Organiza las líneas de todos los ítems siguientes como una lista JSON de cadenas, con una cadena por cada línea y sin incluir las líneas en blanco.

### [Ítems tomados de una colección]
* * *
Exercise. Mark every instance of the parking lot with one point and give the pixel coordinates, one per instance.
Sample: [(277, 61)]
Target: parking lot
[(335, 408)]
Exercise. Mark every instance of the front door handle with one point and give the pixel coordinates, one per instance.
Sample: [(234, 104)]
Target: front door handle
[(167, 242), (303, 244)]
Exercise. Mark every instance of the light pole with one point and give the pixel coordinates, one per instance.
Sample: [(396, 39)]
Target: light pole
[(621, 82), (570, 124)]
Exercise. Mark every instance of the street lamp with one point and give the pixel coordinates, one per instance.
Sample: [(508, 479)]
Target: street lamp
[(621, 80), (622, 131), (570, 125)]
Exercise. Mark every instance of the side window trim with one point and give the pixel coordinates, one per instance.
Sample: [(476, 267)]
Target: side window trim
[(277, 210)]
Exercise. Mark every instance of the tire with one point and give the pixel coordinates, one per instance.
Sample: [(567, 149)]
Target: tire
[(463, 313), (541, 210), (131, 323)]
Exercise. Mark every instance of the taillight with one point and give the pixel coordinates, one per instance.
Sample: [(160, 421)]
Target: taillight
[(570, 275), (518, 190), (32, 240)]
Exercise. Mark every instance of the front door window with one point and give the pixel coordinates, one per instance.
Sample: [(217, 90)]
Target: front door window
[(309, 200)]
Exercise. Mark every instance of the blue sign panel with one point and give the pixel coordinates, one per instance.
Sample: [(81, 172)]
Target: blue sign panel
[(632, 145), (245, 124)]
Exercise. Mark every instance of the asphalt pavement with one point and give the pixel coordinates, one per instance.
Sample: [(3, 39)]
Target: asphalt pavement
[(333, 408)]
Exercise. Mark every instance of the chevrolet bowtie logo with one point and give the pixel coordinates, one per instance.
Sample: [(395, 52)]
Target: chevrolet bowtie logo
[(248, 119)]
* * *
### [Resultado del ejercicio]
[
  "Exercise. Mark every instance of the parking lot with one point and give the pixel coordinates, one per instance.",
  "Sample: [(277, 61)]",
  "Target: parking lot",
  "[(335, 408)]",
  "Exercise. Mark every instance of the front door handle with one point and give the pixel coordinates, one per instance.",
  "Sample: [(234, 104)]",
  "Target: front door handle",
  "[(167, 242), (303, 244)]",
  "Exercise. Mark every instance of the light pole with one point and give the pixel coordinates, one per instance.",
  "Sample: [(396, 39)]",
  "Target: light pole",
  "[(621, 82), (570, 124)]",
  "Exercise. Mark every instance of the street lamp with one point and give the pixel coordinates, one per instance.",
  "Sample: [(508, 479)]",
  "Target: street lamp",
  "[(621, 80), (622, 131), (570, 125)]",
  "Exercise. Mark every instance of the side window trim with one point and give the pixel coordinates, one per instance.",
  "Sample: [(476, 267)]",
  "Target: side window trim",
  "[(277, 210)]",
  "Exercise. Mark every instance of the tire with one point and give the pixel coordinates, one per instance.",
  "Sample: [(567, 149)]",
  "Target: tire",
  "[(463, 313), (541, 210), (131, 323)]",
  "Exercise. Mark every instance of the taillight with one point and give the pixel coordinates, one per instance.",
  "Sample: [(160, 421)]",
  "Target: taillight",
  "[(570, 275), (518, 190), (32, 240)]",
  "Exercise. Mark every instance of the front door window with one point and give the pixel coordinates, one per instance.",
  "Sample: [(217, 90)]",
  "Target: front door window",
  "[(309, 200)]",
  "Exercise. Mark every instance of the blue sign panel with one point and give the pixel coordinates, one per instance.",
  "Sample: [(81, 172)]",
  "Target: blue sign panel",
  "[(632, 145), (245, 124)]",
  "Exercise. Mark every instance of the asphalt pavement with one point and give the pixel coordinates, one per instance.",
  "Sample: [(3, 39)]",
  "Target: asphalt pavement",
  "[(333, 408)]",
  "Exercise. Mark every instance of the chevrolet bowtie logo with one point and give the pixel coordinates, one per instance.",
  "Sample: [(395, 52)]",
  "Target: chevrolet bowtie logo",
  "[(248, 119)]"
]